Goal: Copy the listing below word for word, keeping every line as it appears.

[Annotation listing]
>> start

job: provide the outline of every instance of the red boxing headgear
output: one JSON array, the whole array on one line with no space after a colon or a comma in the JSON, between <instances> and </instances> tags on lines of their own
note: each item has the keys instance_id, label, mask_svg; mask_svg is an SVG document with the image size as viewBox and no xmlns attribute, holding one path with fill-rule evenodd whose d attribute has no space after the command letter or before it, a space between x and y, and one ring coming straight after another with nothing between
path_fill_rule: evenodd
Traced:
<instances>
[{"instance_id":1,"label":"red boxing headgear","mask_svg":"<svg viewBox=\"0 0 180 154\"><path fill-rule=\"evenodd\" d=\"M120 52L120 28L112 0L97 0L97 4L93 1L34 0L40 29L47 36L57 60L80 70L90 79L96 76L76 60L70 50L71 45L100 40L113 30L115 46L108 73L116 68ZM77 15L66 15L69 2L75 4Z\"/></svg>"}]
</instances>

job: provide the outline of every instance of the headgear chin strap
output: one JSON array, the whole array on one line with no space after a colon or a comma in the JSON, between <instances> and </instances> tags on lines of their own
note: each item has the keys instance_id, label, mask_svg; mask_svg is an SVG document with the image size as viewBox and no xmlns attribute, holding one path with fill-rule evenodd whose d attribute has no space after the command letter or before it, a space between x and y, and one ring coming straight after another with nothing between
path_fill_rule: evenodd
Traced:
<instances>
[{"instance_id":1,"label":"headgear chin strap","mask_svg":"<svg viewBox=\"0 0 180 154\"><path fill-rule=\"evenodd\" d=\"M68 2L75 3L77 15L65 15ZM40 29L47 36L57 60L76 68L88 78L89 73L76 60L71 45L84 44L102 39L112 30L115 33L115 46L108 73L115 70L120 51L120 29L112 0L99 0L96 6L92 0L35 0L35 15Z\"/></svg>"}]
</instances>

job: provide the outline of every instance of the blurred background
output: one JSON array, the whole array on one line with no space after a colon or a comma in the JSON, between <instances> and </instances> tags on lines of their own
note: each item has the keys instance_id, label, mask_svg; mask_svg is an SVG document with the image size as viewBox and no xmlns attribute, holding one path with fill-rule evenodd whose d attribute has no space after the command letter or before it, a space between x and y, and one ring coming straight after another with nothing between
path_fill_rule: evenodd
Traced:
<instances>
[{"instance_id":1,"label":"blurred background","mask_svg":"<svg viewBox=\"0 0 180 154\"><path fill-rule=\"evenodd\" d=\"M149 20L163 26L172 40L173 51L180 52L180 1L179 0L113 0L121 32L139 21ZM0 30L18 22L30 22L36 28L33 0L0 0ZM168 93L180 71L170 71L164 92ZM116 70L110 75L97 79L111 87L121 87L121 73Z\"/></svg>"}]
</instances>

>> end

Response to this task:
job: provide the outline of every instance of the red boxing headgear
output: one JSON array, the whole array on one line with no space after a colon or a comma in the JSON, between <instances> and </instances> tags on lines of their own
note: each item has the keys instance_id, label, mask_svg; mask_svg is an SVG document with the image size as viewBox and no xmlns attribute, holding one path with fill-rule evenodd whose d attribute has no space after the command letter or before it, a space between x and y, and one ring coming straight after another with nothing between
path_fill_rule: evenodd
Traced:
<instances>
[{"instance_id":1,"label":"red boxing headgear","mask_svg":"<svg viewBox=\"0 0 180 154\"><path fill-rule=\"evenodd\" d=\"M120 52L120 28L112 0L97 0L97 4L93 1L34 0L40 29L47 36L57 60L80 70L90 79L96 76L76 60L70 50L71 45L100 40L113 30L115 46L108 73L116 68ZM77 15L66 15L69 2L75 4Z\"/></svg>"}]
</instances>

job: provide the outline of every instance of the headgear chin strap
output: one JSON array, the whole array on one line with no space after a colon or a comma in the JSON, between <instances> and </instances> tags on lines of their own
note: each item has the keys instance_id, label, mask_svg; mask_svg is an SVG document with the image size as viewBox and no xmlns attribute, holding one path with fill-rule evenodd whose d attribute has no space after the command letter or before it, a space between x and y, and one ring coming straight after another with nothing between
path_fill_rule: evenodd
Traced:
<instances>
[{"instance_id":1,"label":"headgear chin strap","mask_svg":"<svg viewBox=\"0 0 180 154\"><path fill-rule=\"evenodd\" d=\"M68 2L75 3L77 15L65 15ZM40 29L47 36L57 60L76 68L88 78L89 73L76 60L71 45L84 44L102 39L112 30L115 33L115 46L108 73L115 70L120 51L120 29L112 0L99 0L96 6L92 0L35 0L35 15Z\"/></svg>"}]
</instances>

job: provide the outline of every instance of the blurred background
output: one JSON array, the whole array on one line with no space after a colon or a comma in the JSON, between <instances> and </instances> tags on lines of their own
note: each item has the keys instance_id, label, mask_svg; mask_svg is an SVG document with the image size as viewBox and no xmlns attribute, holding one path with fill-rule evenodd whose d attribute has no space after the command letter or before it, a space between x and y, and one ring coming straight after another with nothing between
path_fill_rule: evenodd
Traced:
<instances>
[{"instance_id":1,"label":"blurred background","mask_svg":"<svg viewBox=\"0 0 180 154\"><path fill-rule=\"evenodd\" d=\"M149 20L163 26L172 40L173 51L180 52L180 1L179 0L113 0L121 32L139 21ZM0 30L18 22L30 22L36 28L33 0L0 0ZM168 93L180 71L170 71L164 92ZM116 70L110 75L97 79L111 87L121 87L121 73Z\"/></svg>"}]
</instances>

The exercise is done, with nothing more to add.